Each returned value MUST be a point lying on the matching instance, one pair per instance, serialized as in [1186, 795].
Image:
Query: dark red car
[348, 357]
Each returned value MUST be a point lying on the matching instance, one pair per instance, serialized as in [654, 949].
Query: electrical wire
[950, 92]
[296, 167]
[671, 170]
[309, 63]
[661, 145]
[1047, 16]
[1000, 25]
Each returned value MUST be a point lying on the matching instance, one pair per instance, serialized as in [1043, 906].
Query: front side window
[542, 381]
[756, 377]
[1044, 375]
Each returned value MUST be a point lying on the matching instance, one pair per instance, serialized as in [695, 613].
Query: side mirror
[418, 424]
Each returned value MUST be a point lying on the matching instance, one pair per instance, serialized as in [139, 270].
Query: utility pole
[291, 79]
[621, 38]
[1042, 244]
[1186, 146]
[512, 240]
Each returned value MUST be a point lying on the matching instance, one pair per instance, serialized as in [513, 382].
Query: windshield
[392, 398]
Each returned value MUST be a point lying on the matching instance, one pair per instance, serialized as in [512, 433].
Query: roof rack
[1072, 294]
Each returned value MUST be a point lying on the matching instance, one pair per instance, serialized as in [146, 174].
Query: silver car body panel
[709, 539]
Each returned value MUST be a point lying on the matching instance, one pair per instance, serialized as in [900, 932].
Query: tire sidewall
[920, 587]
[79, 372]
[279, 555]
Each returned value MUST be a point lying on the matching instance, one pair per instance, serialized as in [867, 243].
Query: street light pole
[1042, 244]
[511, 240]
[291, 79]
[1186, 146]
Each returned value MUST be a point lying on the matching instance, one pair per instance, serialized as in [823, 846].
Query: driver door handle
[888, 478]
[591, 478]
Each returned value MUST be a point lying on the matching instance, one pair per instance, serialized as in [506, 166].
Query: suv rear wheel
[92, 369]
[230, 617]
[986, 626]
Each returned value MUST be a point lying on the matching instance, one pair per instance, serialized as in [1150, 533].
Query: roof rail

■ Problem ■
Make an exact copy of every line in the data.

■ Written answer ■
Each returned value MUST be a point lying on the matching instance, one pair per instance, serialized as in [1186, 795].
Image:
Query: dark red car
[348, 357]
Each returned value MUST be a point lying on the matching instance, one pair per instance, serialized as in [654, 949].
Query: electrical wire
[950, 92]
[296, 167]
[671, 170]
[309, 63]
[661, 145]
[1047, 16]
[1000, 25]
Each returned value MUST be a point lying on the matching instance, one pair per instance, serialized as in [1043, 906].
Query: front side window
[542, 381]
[756, 377]
[1044, 375]
Each returned value MUST be a point lying on the matching instance, one pair per instance, serialized as in [695, 613].
Query: side mirror
[418, 424]
Each returned value MUST be a point lying on the matching instance, one pair per instance, serialized as in [139, 270].
Query: utility pole
[291, 79]
[621, 38]
[1042, 244]
[1186, 146]
[512, 240]
Each returned value MUST be a point lying on the matching instance, one pair per instance, serialized as in [513, 382].
Query: windshield
[392, 398]
Each returned value MUST be a point lying on the matching instance, one pair per instance, serialized as in [512, 433].
Query: roof rack
[1072, 294]
Each returned value MUST be a point lying on the matching instance, one pair per instance, serialized as in [146, 174].
Query: silver car body panel
[709, 539]
Each returned value MUST be a point lying on the matching instance, one pair per instance, serialized as in [900, 932].
Query: tire sidewall
[920, 587]
[79, 372]
[279, 555]
Each returned value MUST be a point lying on the matching instance, one pair per instance, serialized as in [867, 243].
Query: street light pole
[1042, 244]
[511, 240]
[291, 79]
[1186, 146]
Each returned value MUST be a point lying on the matching instance, one pair per instance, serialized as in [823, 846].
Query: driver door handle
[888, 478]
[591, 478]
Each returned value MUST be a point lying on the matching instance, one pair per instance, serialized as in [506, 166].
Query: suv rear wheel
[92, 369]
[230, 617]
[986, 626]
Each returned value MUST be a point lying on the matching instance, one pair per instance, serialized as in [1150, 533].
Query: roof rail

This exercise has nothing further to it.